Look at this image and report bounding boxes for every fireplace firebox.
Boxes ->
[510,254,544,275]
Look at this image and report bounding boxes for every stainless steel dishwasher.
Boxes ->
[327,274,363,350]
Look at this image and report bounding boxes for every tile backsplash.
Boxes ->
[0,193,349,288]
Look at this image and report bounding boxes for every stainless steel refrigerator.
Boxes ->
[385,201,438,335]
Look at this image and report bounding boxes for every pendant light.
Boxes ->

□ □ □ □ □

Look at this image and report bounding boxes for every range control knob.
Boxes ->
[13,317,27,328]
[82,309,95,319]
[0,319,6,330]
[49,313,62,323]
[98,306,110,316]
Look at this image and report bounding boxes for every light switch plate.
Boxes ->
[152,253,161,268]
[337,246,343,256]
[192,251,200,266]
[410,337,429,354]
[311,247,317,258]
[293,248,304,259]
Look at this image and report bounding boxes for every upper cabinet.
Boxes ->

□ □ □ □ □

→ Work request: Throughout the material above, count each line holding "this" and answer with the total alone.

→ Written answer: 8